_WHAT IS NEEDED_
From the line that includes "For the benchmark, mark every instance of the white" to the last line of the data, quote each line precisely; both boundary lines belong in the answer.
◆ ◆ ◆ ◆
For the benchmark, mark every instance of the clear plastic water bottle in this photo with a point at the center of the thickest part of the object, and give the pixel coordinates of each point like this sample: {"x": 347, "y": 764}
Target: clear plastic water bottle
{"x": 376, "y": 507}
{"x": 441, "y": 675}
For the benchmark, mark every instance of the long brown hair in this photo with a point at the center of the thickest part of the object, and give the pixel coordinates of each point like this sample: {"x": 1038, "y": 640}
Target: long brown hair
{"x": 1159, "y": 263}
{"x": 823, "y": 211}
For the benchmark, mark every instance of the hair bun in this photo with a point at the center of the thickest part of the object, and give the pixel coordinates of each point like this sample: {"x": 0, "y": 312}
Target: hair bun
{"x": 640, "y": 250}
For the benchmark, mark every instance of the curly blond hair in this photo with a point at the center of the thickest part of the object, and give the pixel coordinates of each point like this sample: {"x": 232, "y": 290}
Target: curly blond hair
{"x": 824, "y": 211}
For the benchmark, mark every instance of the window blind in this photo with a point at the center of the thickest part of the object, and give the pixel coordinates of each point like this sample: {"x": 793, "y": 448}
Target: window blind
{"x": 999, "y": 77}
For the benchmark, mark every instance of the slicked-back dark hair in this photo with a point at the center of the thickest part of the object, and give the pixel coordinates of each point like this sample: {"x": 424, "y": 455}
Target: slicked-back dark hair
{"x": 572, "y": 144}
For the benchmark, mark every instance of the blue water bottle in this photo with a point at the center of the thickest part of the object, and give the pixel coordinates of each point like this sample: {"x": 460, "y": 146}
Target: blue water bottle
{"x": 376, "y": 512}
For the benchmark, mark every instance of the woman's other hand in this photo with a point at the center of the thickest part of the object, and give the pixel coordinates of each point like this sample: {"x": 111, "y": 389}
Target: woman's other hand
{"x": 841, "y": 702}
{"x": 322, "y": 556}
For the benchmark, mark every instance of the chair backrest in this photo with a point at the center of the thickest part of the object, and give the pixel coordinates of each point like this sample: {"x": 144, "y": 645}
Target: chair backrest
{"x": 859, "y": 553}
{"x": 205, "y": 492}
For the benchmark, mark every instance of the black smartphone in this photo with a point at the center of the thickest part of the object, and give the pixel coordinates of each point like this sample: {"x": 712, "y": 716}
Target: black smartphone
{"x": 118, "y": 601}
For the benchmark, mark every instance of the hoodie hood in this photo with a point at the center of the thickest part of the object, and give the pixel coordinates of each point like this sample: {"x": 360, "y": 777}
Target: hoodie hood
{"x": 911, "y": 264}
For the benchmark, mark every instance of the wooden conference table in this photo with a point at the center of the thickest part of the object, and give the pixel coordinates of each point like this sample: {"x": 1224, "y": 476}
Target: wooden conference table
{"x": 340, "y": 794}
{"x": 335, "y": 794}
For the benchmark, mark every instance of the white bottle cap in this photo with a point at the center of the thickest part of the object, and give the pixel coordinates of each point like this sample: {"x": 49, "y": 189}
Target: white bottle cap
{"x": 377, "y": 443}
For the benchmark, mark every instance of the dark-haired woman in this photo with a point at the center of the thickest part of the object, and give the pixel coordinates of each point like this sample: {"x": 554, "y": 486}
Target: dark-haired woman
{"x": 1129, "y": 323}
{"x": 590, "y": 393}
◆ ◆ ◆ ◆
_RESPONSE TO THIS TASK_
For the benchmark, mark every instance of the white bottle cap in this photo with a point at the center of the thickest part of the object, and give the pixel coordinates of each point like this sample: {"x": 49, "y": 189}
Target: white bottle cap
{"x": 377, "y": 443}
For the benchmark, mark every instance of the dark-haired woman in this photo with a point at the center of the thickest part of the object, and give the pixel coordinates of each point like this sample: {"x": 554, "y": 486}
Target: dark-haired woman
{"x": 1129, "y": 323}
{"x": 590, "y": 393}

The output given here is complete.